AVAILABLE RECORDS:
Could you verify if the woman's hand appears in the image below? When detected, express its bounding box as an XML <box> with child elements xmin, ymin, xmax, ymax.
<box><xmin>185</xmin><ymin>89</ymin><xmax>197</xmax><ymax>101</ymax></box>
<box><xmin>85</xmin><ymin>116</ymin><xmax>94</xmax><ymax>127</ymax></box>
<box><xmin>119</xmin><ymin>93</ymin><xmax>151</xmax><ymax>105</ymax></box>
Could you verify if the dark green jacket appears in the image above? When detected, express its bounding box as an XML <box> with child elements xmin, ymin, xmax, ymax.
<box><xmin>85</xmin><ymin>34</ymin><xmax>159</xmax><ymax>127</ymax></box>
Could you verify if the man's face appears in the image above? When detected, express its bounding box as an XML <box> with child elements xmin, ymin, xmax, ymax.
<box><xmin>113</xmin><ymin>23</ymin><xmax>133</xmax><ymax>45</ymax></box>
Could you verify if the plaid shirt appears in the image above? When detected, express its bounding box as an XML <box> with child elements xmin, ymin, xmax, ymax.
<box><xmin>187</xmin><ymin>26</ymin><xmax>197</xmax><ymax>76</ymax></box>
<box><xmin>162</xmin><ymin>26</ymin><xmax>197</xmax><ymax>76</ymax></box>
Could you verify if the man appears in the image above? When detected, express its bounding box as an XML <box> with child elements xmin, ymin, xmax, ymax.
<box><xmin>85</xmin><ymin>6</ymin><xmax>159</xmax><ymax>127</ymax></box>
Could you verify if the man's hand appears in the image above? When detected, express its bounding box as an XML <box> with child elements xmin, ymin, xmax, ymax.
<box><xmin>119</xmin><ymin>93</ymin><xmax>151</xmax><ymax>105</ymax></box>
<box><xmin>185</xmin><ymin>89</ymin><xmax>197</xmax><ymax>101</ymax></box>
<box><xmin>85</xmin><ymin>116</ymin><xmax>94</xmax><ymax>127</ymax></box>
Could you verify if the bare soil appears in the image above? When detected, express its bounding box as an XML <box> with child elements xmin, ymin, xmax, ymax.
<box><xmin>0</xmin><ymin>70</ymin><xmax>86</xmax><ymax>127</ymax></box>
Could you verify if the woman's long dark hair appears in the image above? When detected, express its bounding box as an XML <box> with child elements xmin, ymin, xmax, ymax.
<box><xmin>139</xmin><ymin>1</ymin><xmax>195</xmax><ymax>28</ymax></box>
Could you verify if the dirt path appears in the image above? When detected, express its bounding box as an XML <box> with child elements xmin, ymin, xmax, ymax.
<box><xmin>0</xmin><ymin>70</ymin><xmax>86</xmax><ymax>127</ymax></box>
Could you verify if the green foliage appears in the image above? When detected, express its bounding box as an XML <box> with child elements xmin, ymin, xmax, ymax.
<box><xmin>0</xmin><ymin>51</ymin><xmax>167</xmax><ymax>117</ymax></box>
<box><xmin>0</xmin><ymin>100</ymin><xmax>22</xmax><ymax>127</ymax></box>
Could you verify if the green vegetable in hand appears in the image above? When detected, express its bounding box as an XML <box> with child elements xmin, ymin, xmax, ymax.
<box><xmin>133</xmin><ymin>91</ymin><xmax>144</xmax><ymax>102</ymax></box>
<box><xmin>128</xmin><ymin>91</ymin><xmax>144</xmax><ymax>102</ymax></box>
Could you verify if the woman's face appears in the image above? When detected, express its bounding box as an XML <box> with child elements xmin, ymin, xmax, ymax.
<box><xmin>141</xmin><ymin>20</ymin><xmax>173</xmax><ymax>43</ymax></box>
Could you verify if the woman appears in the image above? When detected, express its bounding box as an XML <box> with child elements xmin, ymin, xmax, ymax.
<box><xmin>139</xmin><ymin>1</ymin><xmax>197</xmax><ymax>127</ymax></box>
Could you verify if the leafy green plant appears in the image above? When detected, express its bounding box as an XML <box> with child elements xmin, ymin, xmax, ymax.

DO THIS:
Reproduce word for word the lines of the data above, from the line containing "Could you verify if the woman appears" through the final line, including both.

EXERCISE SOLUTION:
Could you verify if the woman appears in the image above? When detected, express its bounding box as an XML <box> with child elements xmin, ymin, xmax, ymax.
<box><xmin>139</xmin><ymin>1</ymin><xmax>197</xmax><ymax>127</ymax></box>
Could you verify if the leafy green plant appears in the image above? When detected, express its bounding box as an XML <box> with child elements xmin, ymin, xmax, ymax.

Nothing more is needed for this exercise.